**The problem**
Please return every record below exactly as it stands.

[[ Data supplied open ]]

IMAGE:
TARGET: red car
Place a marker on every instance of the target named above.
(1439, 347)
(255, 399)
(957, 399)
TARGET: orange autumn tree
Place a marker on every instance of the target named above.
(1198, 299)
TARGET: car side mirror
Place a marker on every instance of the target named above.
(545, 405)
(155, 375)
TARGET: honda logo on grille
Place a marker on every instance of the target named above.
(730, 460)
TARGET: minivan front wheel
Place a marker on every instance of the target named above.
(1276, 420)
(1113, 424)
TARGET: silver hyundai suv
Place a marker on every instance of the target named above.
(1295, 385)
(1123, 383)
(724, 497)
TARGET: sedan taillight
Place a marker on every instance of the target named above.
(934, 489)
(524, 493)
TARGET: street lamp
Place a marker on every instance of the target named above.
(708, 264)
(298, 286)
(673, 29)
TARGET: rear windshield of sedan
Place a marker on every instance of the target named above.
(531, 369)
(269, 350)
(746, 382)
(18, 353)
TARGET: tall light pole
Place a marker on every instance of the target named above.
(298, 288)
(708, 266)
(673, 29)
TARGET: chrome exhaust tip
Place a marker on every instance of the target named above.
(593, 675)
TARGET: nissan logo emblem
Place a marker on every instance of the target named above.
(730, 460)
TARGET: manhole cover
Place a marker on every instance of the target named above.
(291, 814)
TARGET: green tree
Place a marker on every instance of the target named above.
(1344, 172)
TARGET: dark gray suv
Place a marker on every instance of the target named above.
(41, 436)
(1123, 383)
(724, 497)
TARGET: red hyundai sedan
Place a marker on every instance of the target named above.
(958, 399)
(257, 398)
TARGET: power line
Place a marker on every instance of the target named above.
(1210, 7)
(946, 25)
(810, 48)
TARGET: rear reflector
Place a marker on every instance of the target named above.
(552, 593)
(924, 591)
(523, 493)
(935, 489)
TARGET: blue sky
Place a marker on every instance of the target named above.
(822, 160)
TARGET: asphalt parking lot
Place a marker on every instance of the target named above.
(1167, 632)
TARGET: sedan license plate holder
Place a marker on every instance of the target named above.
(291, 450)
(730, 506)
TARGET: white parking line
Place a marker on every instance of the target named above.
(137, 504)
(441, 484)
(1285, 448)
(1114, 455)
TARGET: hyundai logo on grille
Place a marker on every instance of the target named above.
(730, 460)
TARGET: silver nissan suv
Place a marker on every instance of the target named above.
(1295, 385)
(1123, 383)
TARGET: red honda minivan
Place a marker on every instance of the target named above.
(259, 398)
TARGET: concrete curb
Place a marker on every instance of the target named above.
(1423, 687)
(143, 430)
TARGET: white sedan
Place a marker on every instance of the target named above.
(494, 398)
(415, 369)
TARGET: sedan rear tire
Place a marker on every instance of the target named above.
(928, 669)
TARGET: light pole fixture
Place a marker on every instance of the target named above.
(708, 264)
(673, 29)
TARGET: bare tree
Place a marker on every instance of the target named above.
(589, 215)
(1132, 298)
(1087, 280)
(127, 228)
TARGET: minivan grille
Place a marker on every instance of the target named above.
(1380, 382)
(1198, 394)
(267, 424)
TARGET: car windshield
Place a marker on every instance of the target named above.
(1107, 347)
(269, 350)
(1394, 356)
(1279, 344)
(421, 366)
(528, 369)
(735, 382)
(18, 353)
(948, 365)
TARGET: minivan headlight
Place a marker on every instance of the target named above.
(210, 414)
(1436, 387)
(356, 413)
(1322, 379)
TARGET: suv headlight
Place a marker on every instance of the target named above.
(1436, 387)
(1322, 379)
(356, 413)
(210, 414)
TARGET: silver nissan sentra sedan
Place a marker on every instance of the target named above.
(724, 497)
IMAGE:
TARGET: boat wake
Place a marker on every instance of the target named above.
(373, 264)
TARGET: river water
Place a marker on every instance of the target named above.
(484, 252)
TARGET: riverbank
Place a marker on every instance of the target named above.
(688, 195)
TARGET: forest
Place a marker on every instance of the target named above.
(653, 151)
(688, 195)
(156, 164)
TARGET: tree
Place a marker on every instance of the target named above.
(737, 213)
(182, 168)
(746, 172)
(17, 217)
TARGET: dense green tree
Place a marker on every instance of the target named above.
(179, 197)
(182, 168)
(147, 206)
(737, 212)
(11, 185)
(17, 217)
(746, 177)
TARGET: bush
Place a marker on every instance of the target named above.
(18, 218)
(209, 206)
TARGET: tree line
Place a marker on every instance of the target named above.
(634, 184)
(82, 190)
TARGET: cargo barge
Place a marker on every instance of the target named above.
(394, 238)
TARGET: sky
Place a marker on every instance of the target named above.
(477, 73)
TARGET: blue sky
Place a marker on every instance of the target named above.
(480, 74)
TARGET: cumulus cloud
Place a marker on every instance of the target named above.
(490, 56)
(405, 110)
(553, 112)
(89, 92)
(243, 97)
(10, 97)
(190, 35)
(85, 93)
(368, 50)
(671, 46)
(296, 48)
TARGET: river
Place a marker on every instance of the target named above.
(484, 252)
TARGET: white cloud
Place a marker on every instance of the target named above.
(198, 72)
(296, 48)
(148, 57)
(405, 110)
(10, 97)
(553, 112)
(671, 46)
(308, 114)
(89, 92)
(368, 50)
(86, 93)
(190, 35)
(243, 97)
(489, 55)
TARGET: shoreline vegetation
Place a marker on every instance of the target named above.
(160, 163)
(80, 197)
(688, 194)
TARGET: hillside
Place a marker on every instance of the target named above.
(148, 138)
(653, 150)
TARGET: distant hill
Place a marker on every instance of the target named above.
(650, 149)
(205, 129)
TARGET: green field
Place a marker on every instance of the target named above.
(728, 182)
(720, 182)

[[ Data supplied closed ]]

**Task output**
IMAGE:
TARGET: red car
Place a marker on every instance of the target named above.
(1439, 347)
(255, 399)
(957, 399)
TARGET: orange autumn tree
Place a marker on every instance of the target named above.
(1198, 299)
TARGET: car side mirror
Place a marker on every instance of the target named above.
(545, 405)
(155, 375)
TARGET: honda logo on grille
Place a marker on every instance of the target named above.
(730, 460)
TARGET: minivan front wheel
Place a marker on every instance of the target named above.
(1276, 420)
(1113, 424)
TARGET: silver hyundai suv
Place a marker on every instance of the target named above.
(1295, 385)
(1123, 383)
(724, 497)
TARGET: sedan taillight
Place a marker on every instance of the target named above.
(934, 489)
(524, 493)
TARGET: street lamp
Place a marker on every instance of the target named above.
(708, 264)
(298, 286)
(673, 29)
TARGET: rear windshield of sedan
Place a marker on every instance of the target named above.
(531, 369)
(269, 350)
(746, 382)
(18, 353)
TARGET: tall light pole
Place a marker on every instance of the target named above.
(298, 288)
(708, 266)
(673, 29)
TARGET: chrome exhaust tip
Place a marker on every instance of the target named above.
(593, 675)
TARGET: nissan logo emblem
Place a marker on every instance of the target named above.
(730, 460)
TARGET: manhole cover
Place a marker on every instance of the target named above.
(291, 814)
TARGET: green tree
Place a marker on every instance of the target named above.
(1344, 172)
TARGET: dark gray suv
Place a marker on every instance of the target named above.
(41, 436)
(1123, 383)
(724, 497)
TARGET: red hyundai sedan
Place a marker on every instance of the target named above.
(958, 399)
(257, 398)
TARGET: power line
Place a marker on every instance of the target named above.
(1210, 7)
(946, 25)
(810, 48)
TARGET: rear reflector
Place a marker on every instance of the target named above.
(552, 593)
(924, 591)
(523, 493)
(935, 489)
TARGET: blue sky
Place a marker on every instance of the target named above.
(822, 160)
TARGET: asphalt parking lot
Place a marker on every instance of the target named above.
(1167, 632)
TARGET: sedan license plate holder
Place a marker on every instance of the target named above.
(291, 450)
(730, 506)
TARGET: white parking line
Place a marker on every instance of the target named above.
(137, 504)
(441, 484)
(1285, 448)
(1114, 455)
TARGET: hyundai logo on grille
Place a marker on every instance of the target named above.
(730, 460)
TARGET: silver nissan suv
Place a marker on every instance of the target named above.
(1295, 385)
(1123, 383)
TARGET: red honda minivan
Place a marker on every instance of the target named above.
(259, 398)
TARGET: concrete curb
Place a marker on every instance of the target named above.
(1423, 687)
(143, 430)
TARGET: white sedan
Place a marker on every instance of the target named above.
(494, 398)
(415, 369)
TARGET: sedan rear tire
Place a marker on every instance of the target named above.
(928, 669)
TARGET: light pole fixture
Place a marker on every instance of the target named above.
(708, 264)
(673, 29)
TARGET: bare tree
Place a marker on every instance of the target named above.
(589, 215)
(1132, 298)
(1087, 280)
(127, 228)
TARGET: minivan grille
Place a marker on every instance of the target named above.
(1380, 382)
(1198, 394)
(267, 424)
TARGET: car windshield
Place a marker on every instance of the target named above.
(1107, 347)
(269, 350)
(1394, 356)
(1279, 344)
(421, 366)
(528, 369)
(735, 382)
(18, 353)
(948, 365)
TARGET: minivan headlight
Place a marker on every instance of the target named above.
(210, 414)
(1436, 387)
(356, 413)
(1322, 379)
TARGET: suv headlight
Place a marker on every instance of the target named above.
(1436, 387)
(1322, 379)
(356, 413)
(210, 414)
TARGET: silver nissan sentra sedan
Place a marker on every instance of the target named above.
(724, 497)
IMAGE:
TARGET: boat wake
Place a marker on every instance of the target named above.
(373, 264)
TARGET: river water
Place a marker on every instance of the target named above.
(484, 252)
TARGET: riverbank
Place a marker on every instance of the target named above.
(688, 195)
TARGET: forest
Place a marker on every instance of the target named above.
(653, 151)
(688, 195)
(156, 164)
TARGET: tree
Place a marker on every instance of the target named above.
(737, 213)
(182, 168)
(746, 172)
(17, 217)
TARGET: dense green tree
Place a marker on every instance of the target named above.
(179, 197)
(182, 168)
(147, 206)
(737, 212)
(11, 185)
(17, 217)
(746, 177)
TARGET: bush
Place a marker on every instance of the target named above.
(18, 218)
(209, 206)
TARGET: tree line
Place a marker on every instance of the target named above.
(634, 184)
(82, 190)
TARGET: cargo barge
Place a marker on every instance of the target named above.
(394, 238)
TARGET: sky
Place a marker on every instance of the target named above.
(477, 73)
TARGET: blue sky
Place a marker on every instance of the target named above.
(480, 74)
TARGET: cumulus cloud
Place a marker on every instance of the target named above.
(490, 56)
(405, 110)
(553, 112)
(89, 92)
(243, 97)
(10, 97)
(190, 35)
(85, 93)
(368, 50)
(671, 46)
(296, 48)
TARGET: river
Place a marker on every instance of the target named above.
(484, 252)
TARGET: white cloud
Place a marker on every instance of the target named above.
(198, 72)
(296, 48)
(148, 57)
(405, 110)
(10, 97)
(553, 112)
(671, 46)
(308, 114)
(89, 92)
(368, 50)
(86, 93)
(190, 35)
(243, 97)
(489, 55)
TARGET: shoreline vegetation
Place a marker on every instance of the target named above.
(160, 163)
(80, 197)
(688, 194)
TARGET: hillside
Place a marker on every instance of the target named above.
(148, 138)
(653, 150)
TARGET: distant hill
Place a marker on every instance of the target named above.
(650, 149)
(205, 129)
TARGET: green field
Place a marker on every instance of the target named above.
(728, 182)
(720, 182)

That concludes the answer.